Requirement »
Extract each record and reproduce it exactly.

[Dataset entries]

* * * * * * *

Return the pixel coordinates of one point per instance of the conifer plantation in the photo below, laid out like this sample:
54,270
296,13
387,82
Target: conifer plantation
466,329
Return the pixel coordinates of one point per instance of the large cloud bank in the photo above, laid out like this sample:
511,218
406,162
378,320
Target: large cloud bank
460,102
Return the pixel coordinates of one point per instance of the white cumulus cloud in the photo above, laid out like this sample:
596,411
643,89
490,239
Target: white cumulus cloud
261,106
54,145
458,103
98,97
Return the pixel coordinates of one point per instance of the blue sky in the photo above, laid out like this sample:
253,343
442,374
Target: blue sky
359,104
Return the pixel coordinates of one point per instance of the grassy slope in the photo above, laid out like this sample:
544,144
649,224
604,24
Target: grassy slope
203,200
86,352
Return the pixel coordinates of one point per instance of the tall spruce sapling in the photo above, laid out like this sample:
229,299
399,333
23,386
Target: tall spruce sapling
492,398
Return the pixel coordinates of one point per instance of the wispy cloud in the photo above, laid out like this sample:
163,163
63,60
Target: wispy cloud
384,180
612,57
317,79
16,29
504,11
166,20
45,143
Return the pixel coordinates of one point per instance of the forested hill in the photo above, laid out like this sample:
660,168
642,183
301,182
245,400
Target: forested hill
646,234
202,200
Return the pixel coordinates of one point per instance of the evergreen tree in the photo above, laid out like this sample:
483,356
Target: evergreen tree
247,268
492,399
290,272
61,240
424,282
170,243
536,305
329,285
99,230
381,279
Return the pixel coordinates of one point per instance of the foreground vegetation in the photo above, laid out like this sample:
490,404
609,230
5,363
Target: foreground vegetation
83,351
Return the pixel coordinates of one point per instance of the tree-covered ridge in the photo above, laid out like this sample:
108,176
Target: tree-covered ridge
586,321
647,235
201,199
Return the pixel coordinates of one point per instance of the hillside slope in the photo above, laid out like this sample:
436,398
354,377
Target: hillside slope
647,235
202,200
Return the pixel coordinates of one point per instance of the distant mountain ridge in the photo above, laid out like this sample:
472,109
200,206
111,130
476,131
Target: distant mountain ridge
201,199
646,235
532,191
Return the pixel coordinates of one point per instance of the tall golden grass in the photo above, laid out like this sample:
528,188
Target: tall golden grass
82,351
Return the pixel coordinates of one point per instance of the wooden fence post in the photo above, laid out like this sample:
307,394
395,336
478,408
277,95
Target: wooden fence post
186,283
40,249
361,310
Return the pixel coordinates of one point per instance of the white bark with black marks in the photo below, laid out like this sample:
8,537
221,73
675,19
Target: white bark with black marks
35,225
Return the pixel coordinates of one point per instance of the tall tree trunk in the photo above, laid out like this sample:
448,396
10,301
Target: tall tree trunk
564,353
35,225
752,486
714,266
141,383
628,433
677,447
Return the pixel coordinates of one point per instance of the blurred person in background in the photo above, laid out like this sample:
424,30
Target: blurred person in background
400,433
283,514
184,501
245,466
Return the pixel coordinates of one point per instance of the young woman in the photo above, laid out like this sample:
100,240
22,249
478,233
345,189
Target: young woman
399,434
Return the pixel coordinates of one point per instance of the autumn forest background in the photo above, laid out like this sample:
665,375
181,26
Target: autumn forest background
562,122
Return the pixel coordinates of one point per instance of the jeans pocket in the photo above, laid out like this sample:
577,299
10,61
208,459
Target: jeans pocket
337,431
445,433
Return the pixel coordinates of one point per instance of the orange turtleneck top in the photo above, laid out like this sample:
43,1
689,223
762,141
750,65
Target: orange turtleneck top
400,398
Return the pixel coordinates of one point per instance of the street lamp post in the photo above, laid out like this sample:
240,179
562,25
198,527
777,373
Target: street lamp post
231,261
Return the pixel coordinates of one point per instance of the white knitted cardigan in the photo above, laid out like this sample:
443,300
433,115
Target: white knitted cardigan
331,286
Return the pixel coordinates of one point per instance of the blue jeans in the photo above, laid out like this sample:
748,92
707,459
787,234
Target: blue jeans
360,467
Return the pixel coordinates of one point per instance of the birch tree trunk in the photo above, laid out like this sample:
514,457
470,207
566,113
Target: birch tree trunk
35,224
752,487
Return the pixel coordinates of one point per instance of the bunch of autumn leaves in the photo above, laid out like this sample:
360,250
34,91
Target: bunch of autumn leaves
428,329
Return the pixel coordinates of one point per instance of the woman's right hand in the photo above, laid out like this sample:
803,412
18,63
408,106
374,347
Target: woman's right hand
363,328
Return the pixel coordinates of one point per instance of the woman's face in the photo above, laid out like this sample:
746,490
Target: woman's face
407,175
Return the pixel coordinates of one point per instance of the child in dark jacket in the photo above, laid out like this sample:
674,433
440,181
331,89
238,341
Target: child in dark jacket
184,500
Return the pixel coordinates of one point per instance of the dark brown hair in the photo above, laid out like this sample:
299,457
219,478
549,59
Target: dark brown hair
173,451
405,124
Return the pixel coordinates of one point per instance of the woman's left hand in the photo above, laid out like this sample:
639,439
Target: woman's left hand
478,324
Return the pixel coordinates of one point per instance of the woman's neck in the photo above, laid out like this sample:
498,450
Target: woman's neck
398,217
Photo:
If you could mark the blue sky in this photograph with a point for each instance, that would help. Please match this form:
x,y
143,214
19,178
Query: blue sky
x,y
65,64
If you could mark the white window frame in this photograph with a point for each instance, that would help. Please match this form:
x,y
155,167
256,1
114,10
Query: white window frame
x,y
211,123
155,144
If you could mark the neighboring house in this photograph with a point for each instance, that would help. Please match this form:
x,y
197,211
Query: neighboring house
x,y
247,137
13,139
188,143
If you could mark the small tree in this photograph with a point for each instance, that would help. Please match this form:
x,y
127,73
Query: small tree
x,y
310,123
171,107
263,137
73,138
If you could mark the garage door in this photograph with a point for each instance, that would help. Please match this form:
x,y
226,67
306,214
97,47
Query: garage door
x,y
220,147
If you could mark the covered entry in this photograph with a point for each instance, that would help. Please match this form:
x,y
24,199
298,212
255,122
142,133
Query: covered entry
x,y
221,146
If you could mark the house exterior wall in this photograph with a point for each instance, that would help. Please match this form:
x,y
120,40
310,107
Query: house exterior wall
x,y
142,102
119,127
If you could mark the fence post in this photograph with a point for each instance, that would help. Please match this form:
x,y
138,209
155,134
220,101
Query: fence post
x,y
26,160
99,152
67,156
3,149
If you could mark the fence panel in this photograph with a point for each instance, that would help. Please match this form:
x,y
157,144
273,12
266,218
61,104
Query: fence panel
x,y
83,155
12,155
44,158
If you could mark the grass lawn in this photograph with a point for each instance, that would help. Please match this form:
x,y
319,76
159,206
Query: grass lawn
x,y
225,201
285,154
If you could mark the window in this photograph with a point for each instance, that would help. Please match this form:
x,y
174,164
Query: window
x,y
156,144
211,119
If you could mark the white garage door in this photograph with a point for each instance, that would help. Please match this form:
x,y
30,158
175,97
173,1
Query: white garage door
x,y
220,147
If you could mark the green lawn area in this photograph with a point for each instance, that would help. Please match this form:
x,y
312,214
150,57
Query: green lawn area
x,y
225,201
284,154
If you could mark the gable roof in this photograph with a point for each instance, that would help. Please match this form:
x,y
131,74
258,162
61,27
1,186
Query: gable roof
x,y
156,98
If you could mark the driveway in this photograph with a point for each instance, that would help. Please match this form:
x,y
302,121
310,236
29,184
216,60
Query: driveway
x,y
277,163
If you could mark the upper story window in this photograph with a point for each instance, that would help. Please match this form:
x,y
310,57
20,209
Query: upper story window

* * * * * * *

Response to the exercise »
Return the pixel coordinates of one point per instance of the conifer plantation in the photo below, laid out like this sample:
54,270
296,13
387,82
Target: conifer plantation
466,329
Return the pixel coordinates of one point per instance of the large cloud bank in the photo above, laid out like this sample:
511,218
406,162
378,320
Target: large cloud bank
460,102
Return the pixel coordinates of one point per instance of the white cumulus cloud in the photo above, laid out like this sample:
596,411
643,89
490,239
Target: white cumulus cloud
261,106
54,145
458,103
98,97
Return the pixel coordinates of one point per instance of the blue sky in the photo above, laid out like this sample:
253,343
442,374
Target: blue sky
359,104
Return the pixel coordinates of one point per instance of the grassy slope in the photo above, laid out like this sample:
544,144
649,224
604,24
Target: grassy slope
203,200
86,352
Return the pixel coordinates of one point per instance of the tall spruce sapling in the photo above, laid out like this sample:
229,299
399,333
23,386
Target: tall spruce sapling
492,398
Return the pixel coordinates of one point per instance of the wispy cloud in the photo above, laid out like this sample:
163,163
63,60
Target: wispy cloud
384,180
612,57
317,79
16,29
504,11
166,20
45,143
Return the pixel coordinates of one point per instance of the forested hill in the photo above, laid out like this sample:
660,168
642,183
301,182
245,400
Target: forested hill
646,234
202,200
Return the pixel coordinates of one point per instance of the evergreen tree in the photo above, laid out like this sample:
483,356
Target: evergreen tree
247,268
492,399
290,272
61,240
424,282
170,243
536,305
329,285
99,230
381,279
Return the pixel coordinates of one point per instance of the foreground vegetation in the photo above, laid out like this sample:
490,404
609,230
5,363
Target: foreground vegetation
83,351
Return the pixel coordinates of one point per instance of the tree-covered ridge in the photo above, laid out like this sample:
108,176
Target: tree-covered ridge
586,321
647,235
201,199
Return the pixel coordinates of one point per instance of the hillside slope in the photo above, laid out like this sample:
436,398
354,377
Target: hillside slope
647,235
202,200
Return the pixel coordinates of one point per instance of the distant mountain ridge in the photo above, laid out like this sample:
472,109
200,206
111,130
476,131
Target: distant mountain ridge
201,199
646,235
532,191
Return the pixel coordinates of one point per instance of the tall golden grass in the photo above, laid out like this sample:
528,188
Target: tall golden grass
82,351
Return the pixel coordinates of one point per instance of the wooden fence post in the photo above, laid out like this sample:
307,394
395,336
478,408
277,95
Target: wooden fence post
186,283
40,249
361,310
Return the pixel coordinates of one point per instance of the white bark with black marks in the photo below, laid out like this sample:
8,537
221,73
675,19
Target: white bark with black marks
35,225
Return the pixel coordinates of one point per instance of the tall tree trunk in the photo above, laid out like this sample:
448,396
10,301
Target: tall tree trunk
564,353
35,225
752,486
714,266
141,383
628,433
677,447
Return the pixel coordinates of one point per instance of the blurred person in background in the photo above, laid out like this sample:
424,30
Target: blurred person in background
400,433
283,514
184,501
245,466
Return the pixel coordinates of one point per instance of the young woman in the photo above, laid out like this sample:
100,240
22,249
478,233
345,189
Target: young woman
399,434
Return the pixel coordinates of one point per instance of the autumn forest background in the photo above, laid out like this sample:
665,375
181,26
Target: autumn forest background
562,122
Return the pixel coordinates of one point per instance of the jeans pocket in the photo above, laid out like this sample:
577,299
10,61
208,459
Target: jeans pocket
337,431
445,433
Return the pixel coordinates of one point per instance of the orange turtleneck top in the photo above, laid out like this sample:
43,1
689,223
762,141
750,65
Target: orange turtleneck top
400,398
Return the pixel coordinates of one point per instance of the street lamp post in the photo above, laid out like this sample:
240,179
562,25
198,527
777,373
Target: street lamp post
231,261
Return the pixel coordinates of one point per instance of the white knitted cardigan in the photo above, laid out like this sample:
443,300
433,115
Target: white knitted cardigan
331,286
Return the pixel coordinates of one point per instance of the blue jeans in the photo above, laid out like this sample:
748,92
707,459
787,234
Target: blue jeans
360,467
Return the pixel coordinates of one point per instance of the birch tree trunk in the photo above, laid out like this sample:
514,457
470,207
566,113
Target: birch tree trunk
35,224
752,487
Return the pixel coordinates of one point per instance of the bunch of autumn leaves in the photo above, laid out like this sample:
360,250
34,91
Target: bunch of autumn leaves
428,329
Return the pixel coordinates of one point per instance of the woman's right hand in the photo above, laid out like this sample:
803,412
18,63
408,106
374,347
Target: woman's right hand
363,328
Return the pixel coordinates of one point per instance of the woman's face in the photo above, laid out like this sample:
746,490
Target: woman's face
407,175
Return the pixel coordinates of one point per instance of the child in dark jacket in the photo above, laid out like this sample:
674,433
440,181
331,89
238,341
Target: child in dark jacket
184,500
Return the pixel coordinates of one point per instance of the dark brown hair in the photo above, laid out like this sample:
299,457
219,478
549,59
Target: dark brown hair
173,451
405,124
Return the pixel coordinates of one point per instance of the woman's left hand in the photo above, laid out like this sample:
639,439
Target: woman's left hand
478,324
Return the pixel coordinates of one point per instance of the woman's neck in the photo above, laid out like this sample:
498,450
Target: woman's neck
398,217
Photo:
If you could mark the blue sky in this photograph with a point for each instance, that would help. Please match this form:
x,y
143,214
19,178
Query: blue sky
x,y
65,64
If you could mark the white window frame in this photograph with a point for each instance, that would help. Please match this form:
x,y
155,167
256,1
114,10
Query: white window frame
x,y
211,123
155,144
If you could mark the neighboring house in this photograph with a point for each instance, that would help. Please match this form:
x,y
197,211
Query: neighboring house
x,y
247,137
13,139
188,143
If you could mark the small tree in this photograph with a point for each instance, that would help. Please match this form:
x,y
127,73
Query: small tree
x,y
310,123
171,107
263,137
73,138
If you could mark the garage door in this photograph with a point for each instance, that would help. Please match this form:
x,y
226,67
306,214
97,47
Query: garage door
x,y
220,147
If you could mark the covered entry in this photograph with a point for each instance, that would help. Please match this form:
x,y
24,199
298,212
255,122
142,133
Query: covered entry
x,y
221,146
If you could mark the house exterior wall in this photograph with a point for each instance, that would help. Please match this form:
x,y
120,40
310,107
Query: house exterior wall
x,y
142,102
119,127
If you could mark the fence post in this photograph with a point for each instance, that would help. Please match this form:
x,y
138,209
155,134
220,101
Query: fence post
x,y
26,160
99,152
67,156
3,149
If you could mark the fence panel in this photograph with a point for each instance, that would help. Please match this form:
x,y
157,144
273,12
266,218
61,104
Query: fence panel
x,y
83,155
12,155
44,158
If you could mark the grass lawn in this photograph with a point for each instance, that would help. Please match this form:
x,y
319,76
159,206
Query: grass lawn
x,y
225,201
285,154
If you could mark the window in this photograph with a point for each instance, that would help. Please match this form:
x,y
174,164
Query: window
x,y
156,144
211,119
If you could mark the white garage door in this photograph with a point for each instance, that would help. Please match this form:
x,y
30,158
175,97
173,1
Query: white garage door
x,y
220,147
If you could mark the green lawn area in this photograph with a point for each instance, that would help. Please match this form:
x,y
312,214
150,57
Query: green lawn area
x,y
225,201
284,154
If you could mark the gable roof in this photograph with a point for each instance, that would help. Please match this form:
x,y
131,74
258,162
61,27
1,186
Query: gable roof
x,y
156,98
If you could mark the driveway in this photograph with a point for each instance, that would help. Please match this form:
x,y
302,121
310,236
29,184
216,60
Query: driveway
x,y
277,163
If you could mark the upper story window in this photograph with a point for each instance, that would help. Please match this form:
x,y
310,57
20,209
Query: upper story window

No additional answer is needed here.